Die erste Welle der Spanischen Grippe traf unsere Dörfer im Sommer 1918, die zweite im Herbst und die dritte Anfang 1919.
Der Krankheitsverlauf war oft so: Die Opfer bekamen plötzlich Schüttelfrost und Fieber, sie röchelten und spukten einen blutigen Schaum. Am nächsten Tag nahm das Röcheln zu, der Kranke wurde plötzlich unruhig, seine Haut verfärbte sich  blau und oft folgte dann in den nächsten Tagen der Tod.

Auch damals entwickelte man schnell eine Reihe von Verhaltensregeln: sich bei ersten Symptomen sofort ins Bett legen und nicht zu früh wieder aufstehen, um die gefürchtete Lungenentzündung zu vermeiden. Auch wurde das Tragen von Gesichtsmasken empfohlen.

» Übungen
a) Ändere im Auszug über die Spanische Grippe die Stelle von „Auch damals entwickelte“ bis einschließlich „von Gesichtsmasken empfohlen.“: Gib alles in diesem Bereich wieder und setze dabei „Vorsichtsmaßnahmen“ anstelle von „Verhaltensregeln“.
b) Erkläre anhand des Auszugs über die Spanische Grippe, warum man sich bei ersten Symptomen sofort ins Bett legen und nicht zu früh wieder aufstehen sollte.
c) Beantworte folgende Fragen zum Auszug über die Spanische Grippe:
(i) Wann traf die erste Welle die Dörfer?
(ii) Wie verfärbte sich die Haut der Kranken?
(iii) Was wurde neben den Regeln zur Bettruhe außerdem empfohlen?
Die Datensätze stehen in keinem Zusammenhang mit dem Auszug.

» Erfasste Daten

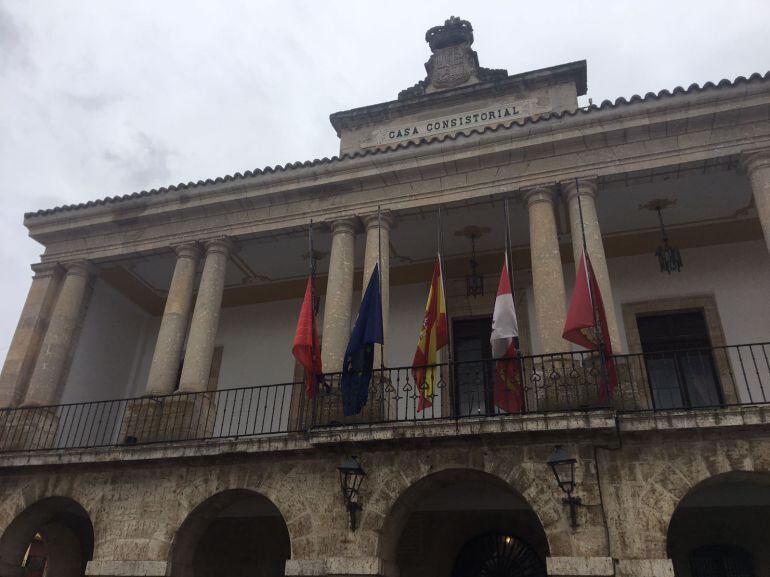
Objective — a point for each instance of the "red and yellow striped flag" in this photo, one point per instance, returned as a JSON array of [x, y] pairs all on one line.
[[433, 337]]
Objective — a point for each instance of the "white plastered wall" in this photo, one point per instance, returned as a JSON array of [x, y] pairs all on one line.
[[737, 276], [117, 340], [109, 359]]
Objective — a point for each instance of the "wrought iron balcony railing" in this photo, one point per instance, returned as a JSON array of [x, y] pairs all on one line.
[[578, 381]]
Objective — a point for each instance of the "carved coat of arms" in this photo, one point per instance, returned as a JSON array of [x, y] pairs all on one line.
[[451, 66]]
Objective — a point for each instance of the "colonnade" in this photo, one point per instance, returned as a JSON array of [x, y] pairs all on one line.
[[38, 358]]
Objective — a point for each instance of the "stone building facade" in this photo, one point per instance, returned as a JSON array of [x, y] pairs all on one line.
[[154, 423]]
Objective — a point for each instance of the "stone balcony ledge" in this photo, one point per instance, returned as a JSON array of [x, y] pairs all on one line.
[[597, 422]]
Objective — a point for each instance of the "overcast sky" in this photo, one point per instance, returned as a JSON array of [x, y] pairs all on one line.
[[100, 97]]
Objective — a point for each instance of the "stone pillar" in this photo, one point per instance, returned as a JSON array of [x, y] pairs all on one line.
[[205, 321], [378, 246], [595, 246], [757, 166], [547, 273], [173, 328], [25, 344], [48, 376], [339, 295]]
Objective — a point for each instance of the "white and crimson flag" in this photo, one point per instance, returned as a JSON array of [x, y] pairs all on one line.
[[580, 326], [434, 336], [507, 393]]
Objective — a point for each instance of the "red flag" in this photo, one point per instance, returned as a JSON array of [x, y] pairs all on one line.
[[434, 336], [580, 327], [507, 393], [305, 348]]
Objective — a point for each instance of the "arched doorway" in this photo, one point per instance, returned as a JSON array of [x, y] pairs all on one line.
[[53, 537], [467, 523], [238, 533], [720, 528]]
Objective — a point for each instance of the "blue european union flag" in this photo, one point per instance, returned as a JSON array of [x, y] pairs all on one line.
[[359, 356]]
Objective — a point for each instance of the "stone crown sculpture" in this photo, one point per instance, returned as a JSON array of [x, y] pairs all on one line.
[[454, 31], [453, 63]]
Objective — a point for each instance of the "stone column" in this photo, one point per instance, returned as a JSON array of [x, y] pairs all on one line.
[[595, 246], [339, 295], [48, 376], [757, 166], [173, 328], [205, 321], [25, 344], [547, 273], [378, 246]]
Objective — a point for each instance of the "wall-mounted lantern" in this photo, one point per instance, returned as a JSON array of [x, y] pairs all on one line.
[[351, 476], [669, 257], [563, 467]]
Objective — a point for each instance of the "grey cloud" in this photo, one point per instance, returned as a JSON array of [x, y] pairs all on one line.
[[92, 102], [12, 49], [146, 163]]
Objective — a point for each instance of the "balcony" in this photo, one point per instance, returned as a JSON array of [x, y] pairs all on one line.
[[473, 391]]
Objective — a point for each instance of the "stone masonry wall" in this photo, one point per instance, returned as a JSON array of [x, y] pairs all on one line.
[[136, 508]]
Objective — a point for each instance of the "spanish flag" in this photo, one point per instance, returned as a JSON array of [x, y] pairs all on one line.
[[433, 337]]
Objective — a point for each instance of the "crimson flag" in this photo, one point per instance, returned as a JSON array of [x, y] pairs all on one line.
[[305, 347], [580, 327]]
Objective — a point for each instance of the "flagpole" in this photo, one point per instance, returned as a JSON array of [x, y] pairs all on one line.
[[509, 267], [508, 254], [597, 326], [440, 225], [587, 261], [379, 278], [313, 327]]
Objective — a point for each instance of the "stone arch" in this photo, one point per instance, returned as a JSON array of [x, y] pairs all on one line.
[[242, 521], [65, 529], [725, 512], [439, 493]]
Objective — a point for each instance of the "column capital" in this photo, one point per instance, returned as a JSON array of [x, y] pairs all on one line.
[[754, 160], [587, 186], [371, 220], [344, 225], [46, 269], [221, 245], [81, 268], [188, 250], [539, 194]]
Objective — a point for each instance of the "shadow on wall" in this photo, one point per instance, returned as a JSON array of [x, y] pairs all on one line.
[[721, 527], [238, 533], [53, 537]]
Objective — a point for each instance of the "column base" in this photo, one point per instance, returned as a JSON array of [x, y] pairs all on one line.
[[108, 568], [340, 567], [29, 429], [644, 568], [178, 417], [561, 384], [580, 566]]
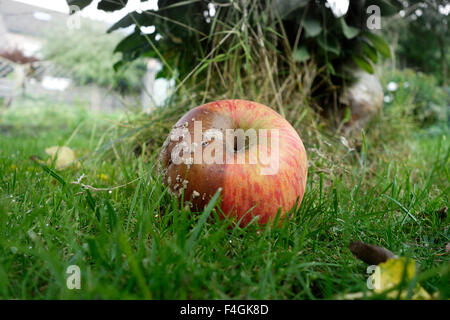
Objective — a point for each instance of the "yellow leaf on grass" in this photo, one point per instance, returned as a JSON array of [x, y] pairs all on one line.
[[61, 157], [394, 272]]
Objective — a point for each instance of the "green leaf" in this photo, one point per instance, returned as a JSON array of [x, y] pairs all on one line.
[[370, 52], [202, 220], [378, 42], [349, 32], [111, 5], [363, 63], [284, 7], [301, 55], [312, 27], [132, 18]]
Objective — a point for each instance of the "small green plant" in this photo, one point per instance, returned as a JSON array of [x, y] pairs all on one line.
[[426, 102]]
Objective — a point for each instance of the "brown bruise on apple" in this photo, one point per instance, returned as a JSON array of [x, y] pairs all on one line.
[[246, 193]]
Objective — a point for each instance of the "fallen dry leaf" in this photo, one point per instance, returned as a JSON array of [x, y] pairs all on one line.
[[61, 157], [370, 254]]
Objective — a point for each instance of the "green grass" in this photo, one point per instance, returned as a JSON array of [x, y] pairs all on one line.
[[135, 242]]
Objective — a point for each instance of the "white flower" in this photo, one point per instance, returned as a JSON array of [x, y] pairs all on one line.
[[392, 86]]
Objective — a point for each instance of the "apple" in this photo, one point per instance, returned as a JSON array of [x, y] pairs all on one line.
[[245, 149]]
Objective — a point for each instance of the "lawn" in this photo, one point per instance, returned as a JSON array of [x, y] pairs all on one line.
[[131, 240]]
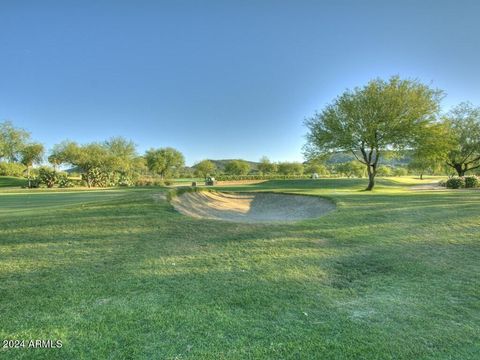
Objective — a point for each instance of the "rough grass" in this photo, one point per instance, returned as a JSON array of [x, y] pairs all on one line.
[[391, 274]]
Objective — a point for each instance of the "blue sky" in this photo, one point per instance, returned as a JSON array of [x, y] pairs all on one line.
[[219, 79]]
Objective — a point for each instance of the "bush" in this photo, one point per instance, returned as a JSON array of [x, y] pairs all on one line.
[[399, 171], [455, 183], [11, 169], [471, 181], [47, 176], [64, 181], [149, 181]]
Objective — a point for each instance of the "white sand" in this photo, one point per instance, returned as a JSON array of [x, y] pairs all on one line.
[[251, 207]]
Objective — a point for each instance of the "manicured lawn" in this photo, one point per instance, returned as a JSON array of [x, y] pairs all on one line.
[[118, 274]]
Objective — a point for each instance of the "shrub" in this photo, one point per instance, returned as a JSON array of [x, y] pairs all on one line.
[[399, 171], [149, 181], [47, 176], [455, 182], [64, 181], [471, 181], [11, 169]]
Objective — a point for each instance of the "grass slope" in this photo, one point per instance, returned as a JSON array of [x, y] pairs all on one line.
[[391, 274]]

» Gelöste Aufgaben
a)
Auch damals entwickelte man schnell eine Reihe von Vorsichtsmaßnahmen: sich bei ersten Symptomen sofort ins Bett legen und nicht zu früh wieder aufstehen, um die gefürchtete Lungenentzündung zu vermeiden. Auch wurde das Tragen von Gesichtsmasken empfohlen.

b) Man sollte sich sofort hinlegen und nicht zu früh aufstehen, um die gefürchtete Lungenentzündung zu vermeiden.

c)
(i) Im Sommer 1918.
(ii) Sie verfärbte sich blau.
(iii) Das Tragen von Gesichtsmasken.